- [Short task]
Could you reproduce the material from the line with "Check that each instance of the green grass" up to and including its final line, switching "bicycle tire" to "bicycle wheel" and keeping everything else unchanged?
----------
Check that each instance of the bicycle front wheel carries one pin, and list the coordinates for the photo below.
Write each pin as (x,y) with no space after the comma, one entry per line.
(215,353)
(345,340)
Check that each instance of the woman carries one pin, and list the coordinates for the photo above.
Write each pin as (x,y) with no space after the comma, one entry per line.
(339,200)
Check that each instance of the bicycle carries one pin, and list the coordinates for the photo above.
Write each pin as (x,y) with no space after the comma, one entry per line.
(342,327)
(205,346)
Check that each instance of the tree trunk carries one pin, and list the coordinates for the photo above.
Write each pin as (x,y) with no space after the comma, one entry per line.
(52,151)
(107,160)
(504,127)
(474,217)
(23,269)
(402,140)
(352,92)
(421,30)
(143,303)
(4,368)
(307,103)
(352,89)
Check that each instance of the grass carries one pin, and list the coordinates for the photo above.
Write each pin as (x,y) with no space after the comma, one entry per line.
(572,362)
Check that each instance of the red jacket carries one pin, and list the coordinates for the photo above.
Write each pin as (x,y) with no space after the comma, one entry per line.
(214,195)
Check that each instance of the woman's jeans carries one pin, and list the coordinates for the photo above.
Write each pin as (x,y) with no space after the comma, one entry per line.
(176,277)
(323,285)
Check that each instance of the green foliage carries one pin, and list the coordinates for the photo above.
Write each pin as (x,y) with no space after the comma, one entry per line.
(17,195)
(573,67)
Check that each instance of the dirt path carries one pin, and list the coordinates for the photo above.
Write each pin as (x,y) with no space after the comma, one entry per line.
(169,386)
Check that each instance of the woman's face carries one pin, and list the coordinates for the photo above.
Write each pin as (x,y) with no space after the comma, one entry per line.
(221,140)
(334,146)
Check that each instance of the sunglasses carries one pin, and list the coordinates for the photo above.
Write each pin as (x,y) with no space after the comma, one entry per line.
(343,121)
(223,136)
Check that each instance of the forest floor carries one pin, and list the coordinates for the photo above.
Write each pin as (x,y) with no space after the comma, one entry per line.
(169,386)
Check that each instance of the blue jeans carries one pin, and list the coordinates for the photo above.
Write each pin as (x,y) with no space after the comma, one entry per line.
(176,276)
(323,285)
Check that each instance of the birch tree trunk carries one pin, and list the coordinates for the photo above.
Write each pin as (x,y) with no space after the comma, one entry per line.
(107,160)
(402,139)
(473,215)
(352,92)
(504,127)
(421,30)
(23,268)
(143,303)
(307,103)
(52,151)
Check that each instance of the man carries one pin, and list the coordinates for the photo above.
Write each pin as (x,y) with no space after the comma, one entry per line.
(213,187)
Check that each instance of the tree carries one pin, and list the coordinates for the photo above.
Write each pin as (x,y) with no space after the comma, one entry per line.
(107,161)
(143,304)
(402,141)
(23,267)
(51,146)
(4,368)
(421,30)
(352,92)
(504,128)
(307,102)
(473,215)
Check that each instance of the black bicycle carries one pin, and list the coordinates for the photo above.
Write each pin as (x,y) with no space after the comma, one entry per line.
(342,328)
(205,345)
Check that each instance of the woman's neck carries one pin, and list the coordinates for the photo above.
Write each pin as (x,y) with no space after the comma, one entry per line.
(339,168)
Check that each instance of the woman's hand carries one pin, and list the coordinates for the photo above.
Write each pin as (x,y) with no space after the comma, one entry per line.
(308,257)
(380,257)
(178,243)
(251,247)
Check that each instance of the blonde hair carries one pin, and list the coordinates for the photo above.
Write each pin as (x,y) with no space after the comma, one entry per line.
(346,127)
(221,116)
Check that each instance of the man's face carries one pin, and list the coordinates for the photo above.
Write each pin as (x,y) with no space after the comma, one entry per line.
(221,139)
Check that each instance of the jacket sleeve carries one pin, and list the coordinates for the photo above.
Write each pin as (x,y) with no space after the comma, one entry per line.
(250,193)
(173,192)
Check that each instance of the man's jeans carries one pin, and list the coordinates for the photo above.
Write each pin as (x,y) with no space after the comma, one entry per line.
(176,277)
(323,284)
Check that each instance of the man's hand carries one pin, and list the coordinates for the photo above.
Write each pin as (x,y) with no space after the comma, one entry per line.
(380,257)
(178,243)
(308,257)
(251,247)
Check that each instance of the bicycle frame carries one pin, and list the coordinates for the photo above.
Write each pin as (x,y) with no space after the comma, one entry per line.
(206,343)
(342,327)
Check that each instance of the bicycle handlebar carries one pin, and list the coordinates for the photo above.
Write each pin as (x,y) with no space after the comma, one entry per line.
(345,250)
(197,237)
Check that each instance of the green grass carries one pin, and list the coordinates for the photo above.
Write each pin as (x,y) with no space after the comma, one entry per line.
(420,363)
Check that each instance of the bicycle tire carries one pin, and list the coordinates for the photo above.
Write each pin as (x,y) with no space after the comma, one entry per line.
----------
- [Right answer]
Check that each instance of the green grass carries one pin, and list the coordinates for the photo above.
Write each pin as (x,y) with no space after the comma, one entry per line.
(420,363)
Check that each instance of the bicycle wheel carries one pin, and list the coordinates for the photo above.
Write each pin as (x,y) with no space after the comma, one entry per line.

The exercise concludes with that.